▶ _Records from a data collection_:
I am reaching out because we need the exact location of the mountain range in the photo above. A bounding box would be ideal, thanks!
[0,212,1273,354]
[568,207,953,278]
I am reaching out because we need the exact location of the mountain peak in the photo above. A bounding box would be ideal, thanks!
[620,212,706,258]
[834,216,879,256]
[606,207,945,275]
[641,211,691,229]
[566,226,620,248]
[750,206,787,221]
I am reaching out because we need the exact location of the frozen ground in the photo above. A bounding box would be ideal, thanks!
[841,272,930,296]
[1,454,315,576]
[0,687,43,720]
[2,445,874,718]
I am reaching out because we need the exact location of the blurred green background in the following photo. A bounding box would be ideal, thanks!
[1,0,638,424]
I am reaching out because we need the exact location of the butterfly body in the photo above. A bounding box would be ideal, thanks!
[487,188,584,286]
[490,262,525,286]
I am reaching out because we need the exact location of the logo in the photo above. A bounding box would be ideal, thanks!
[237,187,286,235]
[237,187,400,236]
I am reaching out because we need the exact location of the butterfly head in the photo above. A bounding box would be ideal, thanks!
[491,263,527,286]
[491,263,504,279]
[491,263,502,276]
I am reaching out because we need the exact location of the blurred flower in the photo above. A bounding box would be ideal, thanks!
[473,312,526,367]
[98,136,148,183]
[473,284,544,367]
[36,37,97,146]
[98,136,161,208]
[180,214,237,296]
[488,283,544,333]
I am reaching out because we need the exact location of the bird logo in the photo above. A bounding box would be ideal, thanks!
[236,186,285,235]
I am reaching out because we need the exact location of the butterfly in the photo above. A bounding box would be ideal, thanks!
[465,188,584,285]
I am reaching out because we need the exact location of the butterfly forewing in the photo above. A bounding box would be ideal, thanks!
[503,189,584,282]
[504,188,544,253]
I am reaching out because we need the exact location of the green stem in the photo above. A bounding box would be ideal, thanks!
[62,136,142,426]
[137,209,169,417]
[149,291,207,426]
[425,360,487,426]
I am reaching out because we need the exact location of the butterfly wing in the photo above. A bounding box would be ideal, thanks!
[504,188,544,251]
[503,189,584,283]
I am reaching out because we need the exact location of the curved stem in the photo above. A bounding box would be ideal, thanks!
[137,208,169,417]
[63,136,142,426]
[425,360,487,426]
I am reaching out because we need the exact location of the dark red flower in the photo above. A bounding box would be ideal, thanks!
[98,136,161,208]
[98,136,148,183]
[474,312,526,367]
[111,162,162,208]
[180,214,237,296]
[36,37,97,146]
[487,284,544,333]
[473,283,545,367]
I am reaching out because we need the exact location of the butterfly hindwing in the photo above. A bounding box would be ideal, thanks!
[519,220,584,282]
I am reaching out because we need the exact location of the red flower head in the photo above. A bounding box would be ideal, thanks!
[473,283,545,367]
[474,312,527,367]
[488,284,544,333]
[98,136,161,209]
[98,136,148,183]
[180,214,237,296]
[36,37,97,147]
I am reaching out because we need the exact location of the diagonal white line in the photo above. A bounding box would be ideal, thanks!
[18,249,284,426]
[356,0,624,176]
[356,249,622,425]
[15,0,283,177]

▶ _Brief_: Each of the entries must be set down again exactly.

▶ _Answer section_:
I am reaching out because we need the exact location of the mountain range in the photo above. A bounding box would be ideal, thanks!
[0,212,1273,354]
[568,207,953,278]
I am reaching out because we need the exact location of the mountain peak in the photo above. A bounding box would be ideal, thanks!
[620,212,706,258]
[834,216,879,256]
[606,207,945,275]
[641,211,691,229]
[566,226,620,248]
[750,206,787,221]
I am reaching out because we need the exact location of the frozen ground in the photo above. A bounding box would be ideal, thanks!
[841,272,930,296]
[1,454,315,576]
[0,687,43,720]
[2,445,874,718]
I am reaching out because we need the exact location of the blurred green background in the following photo. A bounding box would be ideal, thanks!
[1,0,638,424]
I am reaching out because we need the exact location of the butterfly body in the photo above. A bounding box would be ideal, thanks!
[487,188,584,286]
[490,262,525,286]
I am reaching out because we need the exact location of the logo in the photo above. A bounding box would be ideal, thanks!
[237,187,286,235]
[237,187,400,236]
I am reaching out because we need the exact location of the butterfly head in the photo above. A bounding box would be ideal, thanks!
[491,263,527,286]
[491,263,504,279]
[491,263,502,276]
I am reaching out because we need the exact location of the blurred flower in the photo above. A bounding box would be ideal, thanks!
[473,312,526,367]
[98,136,148,183]
[473,284,544,367]
[36,37,97,146]
[98,136,161,208]
[180,214,237,296]
[488,283,544,333]
I am reaching out because we need the exact location of the bird logo in the photo above. A bounding box would be ideal, thanks!
[236,186,285,235]
I am reaching out because we need the exact location of the butterfly in the photo above. A bounding box would be ideal, thanks!
[465,188,584,285]
I am reaching out because we need the exact location of the butterfly forewing in the photo above. A bounding box would be ideal, thanks!
[503,189,584,282]
[504,188,544,253]
I am reaching out because we need the exact location of the green stem in the photo above. A bounding box would be ideal, thanks!
[62,136,142,426]
[137,209,169,417]
[149,291,207,426]
[425,360,487,426]
I am reaching out because we need the exact location of the butterfly wing in the photo above. A bounding box would be ideal, thanks!
[504,188,544,251]
[503,189,584,283]
I am reaching out because we need the exact location of the curved stem in the photo above. A bounding box would be ideal, thanks!
[137,208,169,417]
[63,136,142,426]
[425,360,487,426]
I am reaching out because we need the exact location of the dark red flower in the photo above. A bounding box would be ideal, thanks!
[98,136,161,208]
[98,136,148,183]
[474,312,526,367]
[111,162,162,208]
[180,214,237,296]
[36,37,97,146]
[487,284,544,333]
[473,283,545,367]
I am reaching out because we need the exact location of the butterfly hindwing in the photo above. A bounding box would be ideal, thanks!
[519,220,584,282]
I am reaching out because we need the exact location of the red flower head in the photo above. A bounding box would be ideal, thanks!
[473,283,545,367]
[474,312,527,367]
[488,284,544,333]
[98,136,161,209]
[98,136,148,183]
[180,214,237,296]
[36,37,97,147]
I am reaching out because we need the exact location of the diagonal white line in the photo above. A bounding box would be ideal, thanks!
[18,249,284,426]
[356,0,624,176]
[356,249,622,425]
[15,0,283,177]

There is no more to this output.